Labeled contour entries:
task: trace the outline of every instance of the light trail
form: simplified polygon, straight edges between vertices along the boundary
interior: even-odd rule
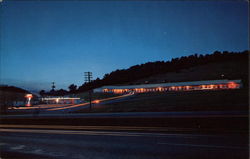
[[[127,96],[131,96],[133,94],[134,93],[129,93],[129,94],[125,94],[125,95],[121,95],[121,96],[117,96],[117,97],[110,97],[110,98],[105,98],[105,99],[98,99],[98,101],[99,102],[103,102],[103,101],[108,101],[108,100],[114,100],[114,99],[119,99],[119,98],[124,98],[124,97],[127,97]],[[95,101],[93,101],[91,103],[95,103]],[[64,109],[70,109],[70,108],[85,106],[85,105],[89,105],[89,102],[88,103],[83,103],[83,104],[77,104],[77,105],[67,106],[67,107],[62,107],[62,108],[47,109],[47,111],[64,110]]]
[[[67,129],[67,130],[127,130],[127,131],[194,131],[193,128],[135,126],[71,126],[71,125],[0,125],[0,128]]]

Directions for this task.
Rewrite all the entries with "light trail" changed to "light streak" and nothing else altered. Leave the pictures out.

Result.
task: trace the outline of every instance of the light streak
form: simplified polygon, straight edges between vertices along the boundary
interior: even-odd rule
[[[127,96],[131,96],[133,94],[134,93],[129,93],[129,94],[125,94],[125,95],[121,95],[121,96],[117,96],[117,97],[110,97],[110,98],[105,98],[105,99],[98,99],[98,101],[99,102],[103,102],[103,101],[108,101],[108,100],[114,100],[114,99],[119,99],[119,98],[124,98],[124,97],[127,97]],[[95,101],[93,101],[91,103],[95,103]],[[64,109],[70,109],[70,108],[85,106],[85,105],[89,105],[89,102],[88,103],[83,103],[83,104],[77,104],[77,105],[67,106],[67,107],[62,107],[62,108],[47,109],[47,111],[64,110]]]
[[[67,129],[67,130],[127,130],[127,131],[194,131],[193,128],[135,126],[71,126],[71,125],[0,125],[0,128]]]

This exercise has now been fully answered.